-- start Extract provided --

Also, can syslog EVER record the events required in 10.2.x, or even the event content as required in 10.3.x? Once again, I have been told no, but I am no expert.

Yes, you SHOULD have people who DO know this stuff, but how many organisations out there can truly afford that kind of deep expertise in-house? Yes you can outsource, but where is the guidance on EXACTLY how to configure operating systems to log to the PCI requirements? It probably exists, but in 10 years of doing PCI I have not found it, and I’ve even asked ‘experts’ in the field; Security Incident and Event Monitoring (SIEM) vendors. On that note, I have yet to see a SIEM vendor also be an expert in PCI, which to me is an absolute joke if that’s why they are selling it to their clients.

We have free hardening guides for Windows (CIS Security Benchmarks for example), but where is the guide that breaks down the Windows operating system into a mapping between the registry settings for logging and the PCI DSS? Or *nix flavours, or Cisco, or AS400, or Power Series? If you have them, please share?!

-- end Extract provided --

### Exercise instructions:
**A)** According to the passage on PCI logging, how many years has the writer been doing PCI?
**B)** State whether each statement agrees with the passage on PCI logging, answering yes or no and quoting the deciding words: (i) The writer has found guidance on exactly how to configure operating systems to log to the PCI requirements. (ii) CIS Security Benchmarks are given as an example of free hardening guides for Windows. (iii) The writer has seen a SIEM vendor that is also an expert in PCI.
**C)** Extract the stretch of the passage on PCI logging from "Yes, you SHOULD" through "to their clients.".

-- start Recorded information --

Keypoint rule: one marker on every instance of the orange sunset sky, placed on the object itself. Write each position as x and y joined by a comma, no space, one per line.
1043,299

-- end Recorded information --

### Answers below:
**A)** 10 years.

**B)**
(i) No: "in 10 years of doing PCI I have not found it"
(ii) Yes: "We have free hardening guides for Windows (CIS Security Benchmarks for example)"
(iii) No: "I have yet to see a SIEM vendor also be an expert in PCI"

**C)**
Yes, you SHOULD have people who DO know this stuff, but how many organisations out there can truly afford that kind of deep expertise in-house? Yes you can outsource, but where is the guidance on EXACTLY how to configure operating systems to log to the PCI requirements? It probably exists, but in 10 years of doing PCI I have not found it, and I’ve even asked ‘experts’ in the field; Security Incident and Event Monitoring (SIEM) vendors. On that note, I have yet to see a SIEM vendor also be an expert in PCI, which to me is an absolute joke if that’s why they are selling it to their clients.